§ **TEXTE À LIRE**:
..............................

Depuis la fin de l'année 2023 et la parution des chiffres de l'Insee, ce mardi 16 janvier 2024, un vent de panique semble souffler sur la France. L'institut a révélé un rapport dont les chiffres montrent un net recul des naissances en 2023. L'année dernier, la France n'a compté que 678 000 naissances, soit 6,6% de moins qu'en 2022. Jusqu'ici considérée comme une exception à l'échelle européenne grâce à son taux de fécondité élevé, l'Hexagone semble lui aussi partie pour connaître de forts déséquilibres démographiques. Le vieillissement de la population couplé à la chute des naissances, et donc à la baisse du nombre d'actifs pourrait bien en effet avoir des conséquences désastreuses au niveau économique.

..............................

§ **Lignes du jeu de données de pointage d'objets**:
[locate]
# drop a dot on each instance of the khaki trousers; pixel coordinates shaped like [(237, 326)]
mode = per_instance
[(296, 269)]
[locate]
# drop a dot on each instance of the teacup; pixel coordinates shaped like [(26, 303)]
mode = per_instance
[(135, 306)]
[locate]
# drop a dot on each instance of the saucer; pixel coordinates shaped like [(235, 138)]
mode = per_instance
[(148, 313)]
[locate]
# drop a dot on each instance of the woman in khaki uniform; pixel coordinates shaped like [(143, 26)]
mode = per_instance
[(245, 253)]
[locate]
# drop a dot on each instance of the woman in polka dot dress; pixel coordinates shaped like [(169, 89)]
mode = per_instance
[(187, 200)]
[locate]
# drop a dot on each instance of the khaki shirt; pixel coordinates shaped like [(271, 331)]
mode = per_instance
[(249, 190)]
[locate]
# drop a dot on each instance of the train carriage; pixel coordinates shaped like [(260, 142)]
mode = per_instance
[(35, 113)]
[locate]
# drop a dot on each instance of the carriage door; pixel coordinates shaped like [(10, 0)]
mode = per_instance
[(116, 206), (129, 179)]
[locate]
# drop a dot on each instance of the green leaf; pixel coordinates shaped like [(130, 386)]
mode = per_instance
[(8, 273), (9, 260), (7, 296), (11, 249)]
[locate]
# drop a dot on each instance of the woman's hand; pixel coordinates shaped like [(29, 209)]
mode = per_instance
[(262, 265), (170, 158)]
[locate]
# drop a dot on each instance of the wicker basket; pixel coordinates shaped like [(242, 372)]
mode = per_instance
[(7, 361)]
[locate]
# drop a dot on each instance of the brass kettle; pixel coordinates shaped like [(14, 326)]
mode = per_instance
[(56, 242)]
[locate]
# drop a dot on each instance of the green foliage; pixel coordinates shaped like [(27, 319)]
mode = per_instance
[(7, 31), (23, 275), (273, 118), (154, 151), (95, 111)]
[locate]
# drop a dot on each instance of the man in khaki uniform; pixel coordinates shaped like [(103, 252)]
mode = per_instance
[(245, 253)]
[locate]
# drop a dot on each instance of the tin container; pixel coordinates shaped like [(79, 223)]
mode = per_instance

..............................

§ **VOTRE OBJECTIF**: Pouvez-vous poursuivre le texte sur la baisse des naissances à partir de sa dernière phrase ? Les items forment un matériau à part, indépendant du texte sur la baisse des naissances.

§ **PROBLÈME RÉSOLU**:
Aucune femme ne "fabrique" un enfant seule

Si le problème est connu et régulièrement mis sur la table depuis de nombreuses années, la manière dont il est traité et les solutions envisagées laissent perplexe. Après la publication des chiffres de l'Insee, plusieurs médias ont ainsi titré "Les Françaises font moins d'enfants" (quand d'autres ont utilisé le terme "Français), comme si la conception d'un être humain relevait uniquement de la responsabilité des femmes, qui en effet portent l'enfant pendant neuf mois, mais dont l'ovule doit bel et bien être fécondé par un spermatozoïde.

En d'autres termes, aucune femme ne "fabrique" un enfant seule, et les hommes semblent parfois quelque peu oubliés dans l'équation, quand les femmes, elles, sont encore trop souvent pointées du doigt et parfois culpabilisées de préférer une carrière épanouissante plutôt qu'une vie de mère de famille. Alors même que le nombre de femmes sur le marché du travail augmente le nombre d'actifs.

"Natalité en baisse : faites des gosses !"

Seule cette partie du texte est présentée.